> [PROBLEM REQUIREMENTS]: Reproduce verbatim the final portion of the material below, from the line containing "shrub --coords pixels" through its last line, and nothing else.
BEGIN RECORDS FOR THIS EXERCISE
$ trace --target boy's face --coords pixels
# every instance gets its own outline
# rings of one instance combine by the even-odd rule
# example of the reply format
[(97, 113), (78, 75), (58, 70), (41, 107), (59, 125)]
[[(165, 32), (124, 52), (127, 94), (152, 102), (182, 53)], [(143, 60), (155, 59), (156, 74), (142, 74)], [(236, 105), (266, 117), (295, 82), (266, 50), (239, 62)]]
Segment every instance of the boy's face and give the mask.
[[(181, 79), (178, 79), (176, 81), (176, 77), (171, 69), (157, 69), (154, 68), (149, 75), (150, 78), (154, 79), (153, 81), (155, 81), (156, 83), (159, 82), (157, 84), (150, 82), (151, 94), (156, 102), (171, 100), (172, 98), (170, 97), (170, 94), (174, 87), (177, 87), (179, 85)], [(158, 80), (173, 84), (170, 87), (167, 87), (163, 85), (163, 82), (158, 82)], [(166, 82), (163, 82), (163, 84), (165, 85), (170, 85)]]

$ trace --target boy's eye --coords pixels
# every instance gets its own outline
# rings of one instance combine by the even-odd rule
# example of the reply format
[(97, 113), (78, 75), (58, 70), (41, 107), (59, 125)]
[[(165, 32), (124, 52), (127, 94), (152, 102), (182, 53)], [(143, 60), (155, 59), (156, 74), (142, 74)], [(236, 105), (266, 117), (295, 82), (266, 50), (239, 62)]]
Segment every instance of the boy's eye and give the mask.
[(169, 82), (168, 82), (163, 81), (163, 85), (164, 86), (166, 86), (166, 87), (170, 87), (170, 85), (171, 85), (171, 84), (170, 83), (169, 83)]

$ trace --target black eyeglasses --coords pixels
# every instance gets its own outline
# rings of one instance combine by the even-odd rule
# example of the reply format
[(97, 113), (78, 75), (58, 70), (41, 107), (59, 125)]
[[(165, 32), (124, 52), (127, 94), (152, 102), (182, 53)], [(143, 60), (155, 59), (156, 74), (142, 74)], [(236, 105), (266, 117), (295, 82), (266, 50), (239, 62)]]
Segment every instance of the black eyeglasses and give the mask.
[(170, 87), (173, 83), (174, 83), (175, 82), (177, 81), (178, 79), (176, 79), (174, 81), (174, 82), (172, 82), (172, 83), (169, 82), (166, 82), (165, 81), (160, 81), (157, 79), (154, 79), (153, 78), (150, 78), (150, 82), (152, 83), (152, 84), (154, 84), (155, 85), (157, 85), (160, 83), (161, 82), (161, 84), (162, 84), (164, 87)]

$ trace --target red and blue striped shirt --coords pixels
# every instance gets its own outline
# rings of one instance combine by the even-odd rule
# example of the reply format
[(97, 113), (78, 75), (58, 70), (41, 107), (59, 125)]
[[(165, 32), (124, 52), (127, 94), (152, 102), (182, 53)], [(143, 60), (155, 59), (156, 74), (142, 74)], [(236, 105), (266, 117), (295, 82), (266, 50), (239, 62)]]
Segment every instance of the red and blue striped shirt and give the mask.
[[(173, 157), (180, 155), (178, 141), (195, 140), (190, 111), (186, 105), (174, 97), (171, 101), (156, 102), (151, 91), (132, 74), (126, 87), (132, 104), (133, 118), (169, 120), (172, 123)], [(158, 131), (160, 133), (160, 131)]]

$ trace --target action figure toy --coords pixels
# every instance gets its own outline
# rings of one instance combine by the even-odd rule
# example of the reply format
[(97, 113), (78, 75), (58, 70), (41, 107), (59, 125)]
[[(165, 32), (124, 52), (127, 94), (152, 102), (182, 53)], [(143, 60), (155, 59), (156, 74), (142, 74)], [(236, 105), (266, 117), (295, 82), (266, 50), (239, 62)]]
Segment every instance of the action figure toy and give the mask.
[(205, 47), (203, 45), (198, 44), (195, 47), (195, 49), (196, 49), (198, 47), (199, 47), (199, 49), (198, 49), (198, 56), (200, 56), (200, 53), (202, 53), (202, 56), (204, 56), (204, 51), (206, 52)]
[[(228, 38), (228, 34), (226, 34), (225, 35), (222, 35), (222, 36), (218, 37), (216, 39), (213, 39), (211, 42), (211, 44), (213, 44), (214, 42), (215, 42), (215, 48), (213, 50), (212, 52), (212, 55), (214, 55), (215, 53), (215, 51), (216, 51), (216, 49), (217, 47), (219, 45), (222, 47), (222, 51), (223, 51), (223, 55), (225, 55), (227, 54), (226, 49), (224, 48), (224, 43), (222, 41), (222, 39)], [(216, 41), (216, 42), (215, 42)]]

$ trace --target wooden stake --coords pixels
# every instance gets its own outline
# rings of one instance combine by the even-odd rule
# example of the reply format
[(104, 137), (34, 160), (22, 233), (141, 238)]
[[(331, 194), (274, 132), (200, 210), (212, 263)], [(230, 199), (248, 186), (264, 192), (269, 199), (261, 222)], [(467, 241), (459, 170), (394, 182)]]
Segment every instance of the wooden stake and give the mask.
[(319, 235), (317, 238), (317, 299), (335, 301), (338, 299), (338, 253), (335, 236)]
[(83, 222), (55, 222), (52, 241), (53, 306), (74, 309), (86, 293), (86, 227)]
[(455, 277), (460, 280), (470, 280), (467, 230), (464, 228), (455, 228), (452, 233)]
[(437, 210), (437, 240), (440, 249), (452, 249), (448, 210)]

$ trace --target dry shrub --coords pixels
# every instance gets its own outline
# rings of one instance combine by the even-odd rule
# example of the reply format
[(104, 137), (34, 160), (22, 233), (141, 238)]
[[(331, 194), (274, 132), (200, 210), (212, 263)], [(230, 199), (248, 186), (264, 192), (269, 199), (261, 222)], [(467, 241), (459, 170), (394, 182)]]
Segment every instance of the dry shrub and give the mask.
END RECORDS FOR THIS EXERCISE
> [FINISHED TASK]:
$ trace --target dry shrub --coords pixels
# every instance gets its own outline
# rings of one instance combine by the even-odd rule
# example of the reply format
[(104, 137), (34, 160), (22, 233), (141, 238)]
[[(331, 194), (274, 132), (200, 210), (212, 263)], [(230, 199), (248, 186), (264, 192), (269, 199), (261, 222)], [(467, 241), (459, 170), (394, 182)]]
Segment every instance of the dry shrub and give the mask.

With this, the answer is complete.